> What the exercise asks
Using the article below on Ryan Seacrest's acquisition of Civic Entertainment Group, mark each statement yes or no and quote the words that settle it.
1. Civic Entertainment Group is based in New York.
2. Seacrest produces Keeping Up with the Kardashians through Seacrest Global Group.
3. Civic Entertainment Group has been in business for twenty years.

> Source passage

Earlier this year, Ryan Seacrest partnered with Ford for its “Random Acts of Fusion Campaign,” a transmedia effort to promote the 2013 Ford Fusion. Now with the recent acquisition of New York-based marketing services agency Civic Entertainment Group (CEG) through his company Seacrest Global Group (SGG), the multi-hyphenate magnate aims to connect brands with Hollywood and perhaps create original branded content.

Dick Clark & Ryan Seacrest

Like the late Dick Clark, whose career he makes no secret of emulating, Seacrest is an entertainer who wears many hats–American Idol host; NBC News’ Today show correspondent; and, of course, host of Dick Clark’s New Year’s Rockin’ Eve, which he also executive produces. Through Ryan Seacrest Productions, Seacrest produces Keeping Up with the Kardashians as well as its various spin-offs, and other reality series, such as Bravo’s Shahs of Sunset and E!’s Married to Jonas.

Seacrest also has several projects at various stages of development, including Food Fight with Paramount Pictures, a TV version of the book Nanny Diaries, and a game show based on the popular Zynga game Draw Something.

When the television and radio personality initially approached CEG, the company’s co-founders/CEOs Stuart Ruderfer and David Cohn were “immediately intrigued,” according to Ruderfer. “Ryan has this unique vision for building the new model, the next generation media and entertainment brand business,” says Ruderfer. “What it means for us is we can have a combination of Hollywood access with first-class marketing services.”

For his part, Seacrest says he was attracted to CEG because of its “consistent track record of business success.” Specifically, CEG was responsible for overseeing the marketing campaign for the launch of HBO’s Boardwalk Empire, including a series of 1920s-era events, as well as other creative marketing services for brands such as A&E, CNN, ESPN, History, NFL, and Southwest Airlines. The 12-year-old company specializes in experiential marketing campaigns that blur the line between marketing and entertainment.

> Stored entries
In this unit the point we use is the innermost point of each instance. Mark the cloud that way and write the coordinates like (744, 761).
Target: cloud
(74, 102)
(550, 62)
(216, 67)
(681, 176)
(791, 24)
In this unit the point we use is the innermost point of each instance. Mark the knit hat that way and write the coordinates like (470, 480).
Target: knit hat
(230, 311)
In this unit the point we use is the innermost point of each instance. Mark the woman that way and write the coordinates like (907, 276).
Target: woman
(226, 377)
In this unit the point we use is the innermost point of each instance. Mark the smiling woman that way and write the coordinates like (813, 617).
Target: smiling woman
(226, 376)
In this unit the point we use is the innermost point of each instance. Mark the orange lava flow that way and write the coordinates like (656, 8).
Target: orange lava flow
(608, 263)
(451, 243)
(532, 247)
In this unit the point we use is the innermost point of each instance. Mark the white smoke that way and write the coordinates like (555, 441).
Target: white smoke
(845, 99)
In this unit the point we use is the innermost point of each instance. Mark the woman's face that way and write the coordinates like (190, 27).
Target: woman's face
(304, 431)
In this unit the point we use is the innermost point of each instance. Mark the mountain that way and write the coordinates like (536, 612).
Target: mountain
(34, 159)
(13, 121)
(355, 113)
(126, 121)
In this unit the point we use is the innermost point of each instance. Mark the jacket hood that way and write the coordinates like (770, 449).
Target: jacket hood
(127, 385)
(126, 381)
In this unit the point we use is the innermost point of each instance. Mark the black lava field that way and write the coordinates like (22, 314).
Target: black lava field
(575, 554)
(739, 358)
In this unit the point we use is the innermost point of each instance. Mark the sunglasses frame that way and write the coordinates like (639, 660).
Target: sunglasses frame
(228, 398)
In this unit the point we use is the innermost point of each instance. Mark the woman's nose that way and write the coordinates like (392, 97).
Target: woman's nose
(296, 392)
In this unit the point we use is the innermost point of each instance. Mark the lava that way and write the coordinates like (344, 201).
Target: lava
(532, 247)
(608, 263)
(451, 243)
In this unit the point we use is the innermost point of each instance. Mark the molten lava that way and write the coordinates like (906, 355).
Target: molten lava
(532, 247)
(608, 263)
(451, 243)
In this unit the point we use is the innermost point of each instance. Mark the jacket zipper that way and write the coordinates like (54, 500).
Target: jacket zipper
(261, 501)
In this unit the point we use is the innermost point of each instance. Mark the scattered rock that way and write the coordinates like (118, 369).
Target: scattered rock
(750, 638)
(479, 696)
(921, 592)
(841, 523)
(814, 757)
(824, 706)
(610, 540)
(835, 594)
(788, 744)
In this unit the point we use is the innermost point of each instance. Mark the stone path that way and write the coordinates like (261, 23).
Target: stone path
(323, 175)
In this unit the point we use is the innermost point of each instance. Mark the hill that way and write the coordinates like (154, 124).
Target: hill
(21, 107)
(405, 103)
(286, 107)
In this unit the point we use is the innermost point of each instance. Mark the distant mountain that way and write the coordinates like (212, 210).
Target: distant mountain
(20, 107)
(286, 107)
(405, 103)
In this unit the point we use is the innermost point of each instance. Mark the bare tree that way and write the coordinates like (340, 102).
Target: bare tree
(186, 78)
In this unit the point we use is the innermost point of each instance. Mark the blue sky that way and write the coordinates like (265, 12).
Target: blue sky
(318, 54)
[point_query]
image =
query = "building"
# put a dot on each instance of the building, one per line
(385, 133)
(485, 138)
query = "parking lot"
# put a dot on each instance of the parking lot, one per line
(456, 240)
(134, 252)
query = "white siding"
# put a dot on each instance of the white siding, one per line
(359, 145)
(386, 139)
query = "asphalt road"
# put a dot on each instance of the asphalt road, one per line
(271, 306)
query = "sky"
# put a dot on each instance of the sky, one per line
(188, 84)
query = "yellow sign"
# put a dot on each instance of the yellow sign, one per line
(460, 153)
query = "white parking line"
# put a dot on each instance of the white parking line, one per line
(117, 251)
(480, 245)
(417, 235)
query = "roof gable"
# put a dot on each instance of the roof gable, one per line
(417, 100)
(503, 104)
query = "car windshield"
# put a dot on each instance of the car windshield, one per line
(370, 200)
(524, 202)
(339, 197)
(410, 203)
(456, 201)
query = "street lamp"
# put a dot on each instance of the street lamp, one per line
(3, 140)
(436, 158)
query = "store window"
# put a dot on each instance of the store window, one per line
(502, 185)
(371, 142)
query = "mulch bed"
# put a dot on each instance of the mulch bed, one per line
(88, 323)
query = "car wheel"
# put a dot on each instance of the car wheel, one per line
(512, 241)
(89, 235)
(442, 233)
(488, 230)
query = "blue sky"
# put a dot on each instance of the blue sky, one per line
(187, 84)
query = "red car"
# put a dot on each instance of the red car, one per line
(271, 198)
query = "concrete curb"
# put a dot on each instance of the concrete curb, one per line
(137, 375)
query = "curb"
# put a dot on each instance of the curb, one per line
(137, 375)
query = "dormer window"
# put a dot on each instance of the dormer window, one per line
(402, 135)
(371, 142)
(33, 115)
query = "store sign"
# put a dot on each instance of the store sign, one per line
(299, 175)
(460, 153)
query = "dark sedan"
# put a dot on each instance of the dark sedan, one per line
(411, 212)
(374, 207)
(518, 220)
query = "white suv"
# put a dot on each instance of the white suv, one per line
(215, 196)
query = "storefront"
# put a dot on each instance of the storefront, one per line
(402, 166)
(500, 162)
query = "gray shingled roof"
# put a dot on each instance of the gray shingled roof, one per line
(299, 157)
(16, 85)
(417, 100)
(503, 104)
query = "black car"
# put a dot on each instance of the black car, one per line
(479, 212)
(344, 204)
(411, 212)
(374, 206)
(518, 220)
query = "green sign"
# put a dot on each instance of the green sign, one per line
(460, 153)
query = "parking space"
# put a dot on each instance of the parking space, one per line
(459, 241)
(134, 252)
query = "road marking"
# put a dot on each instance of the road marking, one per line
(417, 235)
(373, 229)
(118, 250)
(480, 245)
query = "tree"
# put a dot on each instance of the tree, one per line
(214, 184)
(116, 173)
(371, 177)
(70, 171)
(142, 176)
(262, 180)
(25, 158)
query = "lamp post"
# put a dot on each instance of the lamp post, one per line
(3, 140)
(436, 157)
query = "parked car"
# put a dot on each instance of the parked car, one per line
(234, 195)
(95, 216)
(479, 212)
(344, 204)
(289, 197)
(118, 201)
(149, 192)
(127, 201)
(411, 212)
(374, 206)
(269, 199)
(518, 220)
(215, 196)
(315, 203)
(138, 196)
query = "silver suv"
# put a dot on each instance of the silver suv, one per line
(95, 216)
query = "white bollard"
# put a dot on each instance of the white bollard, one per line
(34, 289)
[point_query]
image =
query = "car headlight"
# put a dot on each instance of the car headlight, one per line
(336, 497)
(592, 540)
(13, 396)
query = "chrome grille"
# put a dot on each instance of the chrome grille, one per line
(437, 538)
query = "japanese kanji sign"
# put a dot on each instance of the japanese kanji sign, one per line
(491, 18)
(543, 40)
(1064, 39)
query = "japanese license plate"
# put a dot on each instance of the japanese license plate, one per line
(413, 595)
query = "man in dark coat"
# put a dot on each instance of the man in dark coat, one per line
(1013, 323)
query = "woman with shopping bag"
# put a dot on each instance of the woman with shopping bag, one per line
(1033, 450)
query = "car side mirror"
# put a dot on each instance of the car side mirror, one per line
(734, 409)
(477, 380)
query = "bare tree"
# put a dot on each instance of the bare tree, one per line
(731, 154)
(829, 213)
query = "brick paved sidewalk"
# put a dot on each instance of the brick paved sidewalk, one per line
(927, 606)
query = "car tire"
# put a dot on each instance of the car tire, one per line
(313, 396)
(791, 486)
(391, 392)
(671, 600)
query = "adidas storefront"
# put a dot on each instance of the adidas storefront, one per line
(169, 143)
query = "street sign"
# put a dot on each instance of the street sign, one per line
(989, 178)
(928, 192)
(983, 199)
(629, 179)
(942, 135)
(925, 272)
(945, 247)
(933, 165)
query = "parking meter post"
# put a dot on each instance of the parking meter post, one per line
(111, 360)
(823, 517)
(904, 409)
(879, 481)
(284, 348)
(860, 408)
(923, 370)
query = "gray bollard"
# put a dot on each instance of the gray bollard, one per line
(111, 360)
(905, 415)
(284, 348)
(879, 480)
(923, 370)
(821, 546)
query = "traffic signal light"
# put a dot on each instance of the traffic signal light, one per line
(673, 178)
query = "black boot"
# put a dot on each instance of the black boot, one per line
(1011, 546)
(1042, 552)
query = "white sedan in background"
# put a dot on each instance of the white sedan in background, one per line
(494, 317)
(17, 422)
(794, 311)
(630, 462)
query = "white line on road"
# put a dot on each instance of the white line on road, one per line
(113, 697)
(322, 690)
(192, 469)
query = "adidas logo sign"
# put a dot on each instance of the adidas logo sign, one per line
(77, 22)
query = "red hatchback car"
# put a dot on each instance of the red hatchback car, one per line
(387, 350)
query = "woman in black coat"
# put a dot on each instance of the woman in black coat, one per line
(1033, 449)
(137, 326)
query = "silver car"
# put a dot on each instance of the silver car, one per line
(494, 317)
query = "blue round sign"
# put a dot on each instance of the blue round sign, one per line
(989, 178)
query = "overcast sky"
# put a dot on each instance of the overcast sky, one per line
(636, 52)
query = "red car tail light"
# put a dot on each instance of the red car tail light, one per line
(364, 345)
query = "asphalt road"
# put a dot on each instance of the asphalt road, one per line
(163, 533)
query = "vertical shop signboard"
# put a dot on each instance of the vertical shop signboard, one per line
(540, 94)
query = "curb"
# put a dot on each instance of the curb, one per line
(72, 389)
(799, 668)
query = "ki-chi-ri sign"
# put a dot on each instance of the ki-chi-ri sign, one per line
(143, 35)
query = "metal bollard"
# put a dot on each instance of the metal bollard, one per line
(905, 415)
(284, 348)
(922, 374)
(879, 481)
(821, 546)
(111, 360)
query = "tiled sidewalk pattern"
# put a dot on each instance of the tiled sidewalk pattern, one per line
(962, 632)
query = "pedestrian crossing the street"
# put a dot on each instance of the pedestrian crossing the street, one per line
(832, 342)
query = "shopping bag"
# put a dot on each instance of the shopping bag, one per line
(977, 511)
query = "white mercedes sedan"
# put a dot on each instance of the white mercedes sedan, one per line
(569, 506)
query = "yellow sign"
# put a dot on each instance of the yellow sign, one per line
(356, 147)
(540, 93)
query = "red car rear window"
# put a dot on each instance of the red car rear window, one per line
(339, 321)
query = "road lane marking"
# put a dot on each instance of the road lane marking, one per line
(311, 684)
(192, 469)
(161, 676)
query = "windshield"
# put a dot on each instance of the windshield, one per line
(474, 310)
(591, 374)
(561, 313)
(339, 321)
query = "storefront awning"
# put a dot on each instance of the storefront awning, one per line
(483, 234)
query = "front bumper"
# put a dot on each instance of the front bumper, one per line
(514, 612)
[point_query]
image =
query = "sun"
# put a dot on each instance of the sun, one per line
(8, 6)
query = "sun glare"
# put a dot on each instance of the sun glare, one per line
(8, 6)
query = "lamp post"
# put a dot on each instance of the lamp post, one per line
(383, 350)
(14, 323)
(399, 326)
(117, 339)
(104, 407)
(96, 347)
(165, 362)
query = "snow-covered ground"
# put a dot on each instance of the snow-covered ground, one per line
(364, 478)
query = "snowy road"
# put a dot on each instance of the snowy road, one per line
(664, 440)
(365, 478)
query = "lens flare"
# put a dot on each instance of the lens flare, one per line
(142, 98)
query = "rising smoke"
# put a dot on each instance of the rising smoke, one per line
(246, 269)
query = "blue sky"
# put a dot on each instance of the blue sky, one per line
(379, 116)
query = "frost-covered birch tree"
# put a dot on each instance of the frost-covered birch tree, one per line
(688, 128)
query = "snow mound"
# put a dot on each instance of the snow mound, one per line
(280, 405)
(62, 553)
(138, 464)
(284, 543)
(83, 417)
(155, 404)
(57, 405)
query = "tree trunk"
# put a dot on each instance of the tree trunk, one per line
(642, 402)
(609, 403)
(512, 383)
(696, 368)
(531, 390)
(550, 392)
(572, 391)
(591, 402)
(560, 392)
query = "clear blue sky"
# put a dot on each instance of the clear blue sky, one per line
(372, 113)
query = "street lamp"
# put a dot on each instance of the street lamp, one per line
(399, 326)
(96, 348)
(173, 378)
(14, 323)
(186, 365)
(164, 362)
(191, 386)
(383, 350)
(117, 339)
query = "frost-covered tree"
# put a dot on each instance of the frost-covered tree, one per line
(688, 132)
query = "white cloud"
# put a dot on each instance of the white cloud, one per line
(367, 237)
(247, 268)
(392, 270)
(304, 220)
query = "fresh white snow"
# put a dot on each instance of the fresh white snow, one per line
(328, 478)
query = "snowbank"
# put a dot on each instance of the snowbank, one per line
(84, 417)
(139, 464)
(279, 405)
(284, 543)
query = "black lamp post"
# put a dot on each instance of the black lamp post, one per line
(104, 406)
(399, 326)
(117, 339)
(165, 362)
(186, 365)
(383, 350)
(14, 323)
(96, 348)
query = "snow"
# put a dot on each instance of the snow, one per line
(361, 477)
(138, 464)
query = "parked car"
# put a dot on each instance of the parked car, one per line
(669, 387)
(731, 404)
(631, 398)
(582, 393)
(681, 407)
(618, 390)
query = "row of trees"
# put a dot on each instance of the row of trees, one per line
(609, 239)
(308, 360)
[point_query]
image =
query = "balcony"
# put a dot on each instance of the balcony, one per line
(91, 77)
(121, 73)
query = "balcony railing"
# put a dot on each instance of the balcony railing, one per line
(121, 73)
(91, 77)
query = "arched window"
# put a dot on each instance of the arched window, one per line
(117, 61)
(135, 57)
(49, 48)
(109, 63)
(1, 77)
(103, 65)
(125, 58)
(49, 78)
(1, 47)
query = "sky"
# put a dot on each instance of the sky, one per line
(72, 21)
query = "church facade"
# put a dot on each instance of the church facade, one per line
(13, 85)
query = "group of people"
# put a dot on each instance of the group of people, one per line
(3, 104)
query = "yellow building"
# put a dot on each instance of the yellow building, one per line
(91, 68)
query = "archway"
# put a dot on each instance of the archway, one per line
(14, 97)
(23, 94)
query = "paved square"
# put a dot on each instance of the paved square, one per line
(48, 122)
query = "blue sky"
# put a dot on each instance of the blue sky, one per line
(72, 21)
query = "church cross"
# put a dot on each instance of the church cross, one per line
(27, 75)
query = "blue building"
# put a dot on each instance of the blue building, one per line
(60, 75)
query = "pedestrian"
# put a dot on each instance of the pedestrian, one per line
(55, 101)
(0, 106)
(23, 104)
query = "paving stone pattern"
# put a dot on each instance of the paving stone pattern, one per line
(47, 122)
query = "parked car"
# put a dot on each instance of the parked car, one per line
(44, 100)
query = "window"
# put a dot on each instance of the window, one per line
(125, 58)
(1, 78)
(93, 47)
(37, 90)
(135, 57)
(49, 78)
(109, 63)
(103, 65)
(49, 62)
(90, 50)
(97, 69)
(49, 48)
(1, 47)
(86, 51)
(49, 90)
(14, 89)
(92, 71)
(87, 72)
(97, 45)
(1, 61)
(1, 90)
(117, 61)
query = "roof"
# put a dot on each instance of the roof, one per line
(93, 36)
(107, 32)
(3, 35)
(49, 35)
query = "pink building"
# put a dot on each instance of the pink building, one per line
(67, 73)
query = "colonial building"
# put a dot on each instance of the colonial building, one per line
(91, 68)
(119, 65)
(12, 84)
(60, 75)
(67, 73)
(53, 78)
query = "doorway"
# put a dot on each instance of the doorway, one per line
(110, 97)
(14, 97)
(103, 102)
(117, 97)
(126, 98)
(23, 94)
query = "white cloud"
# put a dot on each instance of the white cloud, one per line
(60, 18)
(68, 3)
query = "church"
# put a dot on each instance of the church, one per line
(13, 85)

> Response to this exercise
1. Yes: "New York-based marketing services agency Civic Entertainment Group (CEG)"
2. No: "Through Ryan Seacrest Productions, Seacrest produces Keeping Up with the Kardashians"
3. No: "The 12-year-old company specializes in experiential marketing campaigns"